JAKARTA, KOMPAS — Kenaikan Rancangan Anggaran Pendapatan dan Belanja Daerah DKI Jakarta 2018 dinilai belum transparan oleh sejumlah masyarakat. Masyarakat berharap pemerintah dapat melakukan efisiensi di beberapa pos anggaran dan mengalokasikan dana untuk program peningkatan kesejahteraan.
Dalam perencanaan Rancangan Anggaran Pendapatan dan Belanja Daerah (RAPBD) 2018, ada beberapa pos anggaran yang menjadi sorotan masyarakat. Anggaran Tim Gubernur untuk Percepatan Pembangunan (TGUPP), dana belanja hibah, rehabilitasi kolam air mancur Gedung DPRD, dan anggaran untuk kunjungan kerja anggota DPRD merupakan beberapa contoh pos anggaran yang menjadi sorotan masyarakat.
Jangan sampai ada anggaran fiktif yang nantinya dimanfaatkan untuk kepentingan pemerintah pribadi.
Rapat Badan Anggaran DPRD DKI dengan Tim Anggaran Pemerintah Daerah telah menyepakati RAPBD DKI 2018 mencapai Rp 77,05 triliun. Anggaran tersebut meningkat Rp 5,16 triliun atau 7,17 persen dari APBD-P 2017 yang ditetapkan Rp 71,89 triliun.

##############################

_TUGAS YANG DIMINTA 1_
Hitung jumlah baris di bawah yang memuat string "bird", dengan membedakan huruf besar dan kecil. Jawab hanya dengan angkanya.
_TUGAS YANG DIMINTA 2_
Lanjutkan kutipan tentang RAPBD DKI 2018 dari titik tempat kutipan itu berhenti.
Baris-baris di bawah ini sama sekali tidak berkaitan dengan kutipan tentang RAPBD DKI 2018.

##############################

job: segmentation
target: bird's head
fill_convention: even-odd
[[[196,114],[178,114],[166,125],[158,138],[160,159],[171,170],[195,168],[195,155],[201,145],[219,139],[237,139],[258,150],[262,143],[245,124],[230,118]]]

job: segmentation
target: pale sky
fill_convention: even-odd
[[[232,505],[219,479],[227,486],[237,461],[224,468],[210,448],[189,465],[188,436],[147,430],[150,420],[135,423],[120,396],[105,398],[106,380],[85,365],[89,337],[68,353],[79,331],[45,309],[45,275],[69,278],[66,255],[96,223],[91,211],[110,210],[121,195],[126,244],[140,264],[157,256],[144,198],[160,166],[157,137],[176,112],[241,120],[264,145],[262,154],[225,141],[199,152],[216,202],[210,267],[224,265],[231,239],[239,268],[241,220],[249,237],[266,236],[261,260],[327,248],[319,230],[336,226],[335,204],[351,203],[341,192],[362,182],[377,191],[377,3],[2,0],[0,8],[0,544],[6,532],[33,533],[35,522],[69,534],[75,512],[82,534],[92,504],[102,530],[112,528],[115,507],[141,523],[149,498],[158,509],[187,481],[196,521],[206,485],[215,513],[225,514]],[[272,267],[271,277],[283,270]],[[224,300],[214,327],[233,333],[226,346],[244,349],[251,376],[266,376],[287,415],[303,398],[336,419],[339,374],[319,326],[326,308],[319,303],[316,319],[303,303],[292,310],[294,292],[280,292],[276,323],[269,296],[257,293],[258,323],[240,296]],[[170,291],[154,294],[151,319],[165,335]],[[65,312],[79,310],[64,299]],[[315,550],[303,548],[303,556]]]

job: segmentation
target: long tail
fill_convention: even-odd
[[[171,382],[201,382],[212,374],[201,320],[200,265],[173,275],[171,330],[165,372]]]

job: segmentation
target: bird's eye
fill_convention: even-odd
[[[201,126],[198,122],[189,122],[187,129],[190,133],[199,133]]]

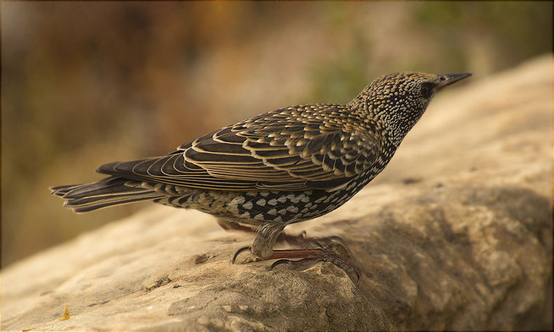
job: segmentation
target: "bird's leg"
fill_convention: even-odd
[[[289,258],[300,258],[301,259],[292,261]],[[346,259],[332,250],[332,245],[330,244],[324,249],[295,249],[274,250],[273,254],[267,259],[277,259],[274,261],[268,270],[271,270],[279,264],[287,264],[294,268],[305,270],[319,261],[329,261],[341,268],[348,277],[353,282],[352,275],[356,276],[357,282],[359,280],[359,273],[357,270],[348,264]]]

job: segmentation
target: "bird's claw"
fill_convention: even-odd
[[[251,247],[250,246],[247,246],[246,247],[242,247],[238,250],[237,250],[236,252],[235,252],[235,255],[233,255],[233,259],[231,260],[231,263],[234,264],[235,261],[237,259],[237,257],[239,255],[239,254],[240,254],[244,250],[249,250],[251,248]]]

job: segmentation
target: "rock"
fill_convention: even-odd
[[[374,183],[287,228],[342,237],[357,284],[231,265],[252,234],[153,205],[2,271],[2,328],[551,330],[551,74],[548,55],[441,93]]]

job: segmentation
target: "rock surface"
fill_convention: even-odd
[[[231,265],[251,234],[152,206],[2,271],[2,329],[552,329],[552,68],[449,88],[373,183],[287,228],[342,237],[357,284]]]

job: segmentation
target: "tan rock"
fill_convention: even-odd
[[[357,284],[328,263],[231,265],[251,234],[152,206],[3,271],[2,329],[552,329],[552,69],[475,73],[374,183],[289,226],[341,237]]]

##############################

_KELUARAN YANG DIHARAPKAN 1_
4

_KELUARAN YANG DIHARAPKAN 2_
Binton (45), petugas dari Unit Pelaksana Kebersihan Badan Air DKI Jakarta, mengatakan, anggaran yang direncanakan pemerintah nantinya harus sesuai dengan program untuk kesejahteraan masyarakat. ”Jangan sampai ada anggaran fiktif yang nantinya dimanfaatkan untuk kepentingan pemerintah pribadi,” kata Binton di Kawasan Banjir Kanal Timur, Jakarta Timur, Senin (27/11).
Binton mengatakan, ia masih menunggu program unggulan dari Gubernur Anies Baswedan. Ia berharap, setelah anggaran disusun, pemerintah bisa bekerja sesuai dengan janji kampanyenya. ”Kami masih menunggu janji kampanye gubernur baru selama anggaran ini masih direncanakan,” ungkapnya.
Zaenal (38), sopir taksi, menjelaskan, ia beberapa kali memantau perencanaan anggaran ini dari media massa. Menurut dia, harus ada beberapa anggaran yang dipangkas untuk mengurangi pengeluaran pemerintah. ”Seperti yang saya tonton di televisi, pemerintah ingin merenovasi kolam DPRD dengan anggaran ratusan juta. Sebaiknya uang ini bisa dipindahkan untuk kepentingan fasilitas lainnya,” ujar Zaenal.
Dewi (22), salah satu mahasiswa dari perguruan tinggi swasta, berharap, selain menjalankan program baru, pemerintah bisa melanjutkan program lama yang manfaatnya telah dirasakan masyarakat. ”Contohnya penanganan banjir dengan penataan kawasan sungai, lalu KJP yang difokuskan untuk meningkatkan pendidikan masyarakat,” kata Dewi.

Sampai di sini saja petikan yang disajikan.